#### TASK REQUIREMENTS:
Extract the stretch of the listing from its first line through the line containing "column 188, row 433", including that line, and reproduce each line without any change.

#### TASK DATA:

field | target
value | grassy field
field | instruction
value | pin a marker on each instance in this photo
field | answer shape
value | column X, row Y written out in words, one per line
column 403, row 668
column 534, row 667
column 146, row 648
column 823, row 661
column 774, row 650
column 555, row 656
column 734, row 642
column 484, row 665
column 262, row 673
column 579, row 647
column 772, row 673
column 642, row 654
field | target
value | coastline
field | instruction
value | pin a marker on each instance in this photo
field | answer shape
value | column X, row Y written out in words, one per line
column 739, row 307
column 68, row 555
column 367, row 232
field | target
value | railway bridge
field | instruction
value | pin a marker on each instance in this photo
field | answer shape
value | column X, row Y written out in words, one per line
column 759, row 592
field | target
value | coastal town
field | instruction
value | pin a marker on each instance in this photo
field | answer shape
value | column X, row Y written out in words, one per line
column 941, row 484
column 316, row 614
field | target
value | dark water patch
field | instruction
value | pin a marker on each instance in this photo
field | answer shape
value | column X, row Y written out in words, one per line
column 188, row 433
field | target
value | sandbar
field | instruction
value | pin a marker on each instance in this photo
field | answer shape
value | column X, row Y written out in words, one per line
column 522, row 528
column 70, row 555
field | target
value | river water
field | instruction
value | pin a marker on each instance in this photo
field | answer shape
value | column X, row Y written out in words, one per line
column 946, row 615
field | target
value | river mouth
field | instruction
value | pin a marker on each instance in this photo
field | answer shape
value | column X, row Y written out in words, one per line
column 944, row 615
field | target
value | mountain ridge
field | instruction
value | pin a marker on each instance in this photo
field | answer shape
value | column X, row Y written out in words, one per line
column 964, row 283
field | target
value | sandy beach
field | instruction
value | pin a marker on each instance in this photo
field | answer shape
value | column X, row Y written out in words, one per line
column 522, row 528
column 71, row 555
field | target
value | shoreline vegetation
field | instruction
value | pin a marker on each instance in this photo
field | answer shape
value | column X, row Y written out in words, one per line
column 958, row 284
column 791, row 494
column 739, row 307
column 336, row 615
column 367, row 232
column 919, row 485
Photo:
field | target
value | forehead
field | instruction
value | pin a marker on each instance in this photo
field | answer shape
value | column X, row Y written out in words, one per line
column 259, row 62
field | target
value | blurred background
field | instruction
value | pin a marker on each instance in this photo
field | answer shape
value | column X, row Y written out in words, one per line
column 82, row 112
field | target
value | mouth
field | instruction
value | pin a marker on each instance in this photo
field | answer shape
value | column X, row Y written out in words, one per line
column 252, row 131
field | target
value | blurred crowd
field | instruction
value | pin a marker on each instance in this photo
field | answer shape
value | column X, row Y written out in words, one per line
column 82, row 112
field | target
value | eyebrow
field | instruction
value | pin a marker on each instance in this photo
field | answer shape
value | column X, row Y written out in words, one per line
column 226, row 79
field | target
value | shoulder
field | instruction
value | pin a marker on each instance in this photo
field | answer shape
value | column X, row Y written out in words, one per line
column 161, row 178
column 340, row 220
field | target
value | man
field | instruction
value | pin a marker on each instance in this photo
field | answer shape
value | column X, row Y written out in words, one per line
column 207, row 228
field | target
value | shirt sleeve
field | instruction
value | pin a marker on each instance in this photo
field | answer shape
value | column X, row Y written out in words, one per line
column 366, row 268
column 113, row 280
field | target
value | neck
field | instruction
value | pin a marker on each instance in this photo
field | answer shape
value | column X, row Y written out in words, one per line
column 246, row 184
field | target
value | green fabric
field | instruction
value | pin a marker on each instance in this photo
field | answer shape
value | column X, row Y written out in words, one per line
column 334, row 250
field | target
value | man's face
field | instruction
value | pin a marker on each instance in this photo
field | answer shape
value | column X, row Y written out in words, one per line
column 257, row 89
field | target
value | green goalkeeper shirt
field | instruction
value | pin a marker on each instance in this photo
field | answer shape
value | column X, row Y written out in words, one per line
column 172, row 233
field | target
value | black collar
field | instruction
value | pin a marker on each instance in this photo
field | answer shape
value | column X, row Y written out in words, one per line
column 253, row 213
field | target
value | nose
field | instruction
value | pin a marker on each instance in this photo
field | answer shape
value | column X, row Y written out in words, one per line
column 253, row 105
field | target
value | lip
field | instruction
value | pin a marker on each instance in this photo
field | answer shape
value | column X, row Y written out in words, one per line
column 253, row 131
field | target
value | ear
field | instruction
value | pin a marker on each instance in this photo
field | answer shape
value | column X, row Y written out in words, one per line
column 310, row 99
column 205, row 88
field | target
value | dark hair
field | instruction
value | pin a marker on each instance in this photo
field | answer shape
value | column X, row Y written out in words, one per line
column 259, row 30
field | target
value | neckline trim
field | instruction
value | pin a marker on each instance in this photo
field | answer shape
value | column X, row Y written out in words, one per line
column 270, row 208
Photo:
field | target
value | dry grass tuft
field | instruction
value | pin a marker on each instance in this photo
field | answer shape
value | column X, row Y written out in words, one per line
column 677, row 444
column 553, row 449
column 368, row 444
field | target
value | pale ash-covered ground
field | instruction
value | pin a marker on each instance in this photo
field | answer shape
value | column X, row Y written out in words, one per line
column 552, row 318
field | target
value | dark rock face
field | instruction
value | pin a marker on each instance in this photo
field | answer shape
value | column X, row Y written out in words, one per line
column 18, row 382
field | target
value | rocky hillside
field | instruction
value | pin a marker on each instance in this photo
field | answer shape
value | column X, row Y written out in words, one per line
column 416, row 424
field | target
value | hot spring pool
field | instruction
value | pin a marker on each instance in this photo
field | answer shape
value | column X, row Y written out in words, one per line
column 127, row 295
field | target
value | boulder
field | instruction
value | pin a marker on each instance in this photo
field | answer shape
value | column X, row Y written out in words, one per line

#### SOLUTION:
field | target
value | grassy field
field | instruction
value | pin a marker on each instance in this photo
field | answer shape
value | column X, row Y written out in words, one per line
column 403, row 668
column 534, row 667
column 146, row 648
column 823, row 661
column 774, row 650
column 555, row 656
column 734, row 642
column 484, row 665
column 262, row 673
column 579, row 647
column 772, row 673
column 642, row 654
field | target
value | coastline
field | instruction
value | pin a marker on each instance in this photo
field | answer shape
value | column X, row Y written out in words, one per line
column 739, row 307
column 68, row 555
column 367, row 232
field | target
value | railway bridge
field | instruction
value | pin a marker on each instance in this photo
field | answer shape
value | column X, row Y written out in words, one per line
column 759, row 592
field | target
value | coastal town
field | instruction
value | pin a marker on each instance in this photo
field | answer shape
value | column X, row Y written out in words, one per line
column 941, row 484
column 316, row 614
field | target
value | dark water patch
field | instruction
value | pin a marker on each instance in this photo
field | answer shape
value | column X, row Y written out in words, one per line
column 188, row 433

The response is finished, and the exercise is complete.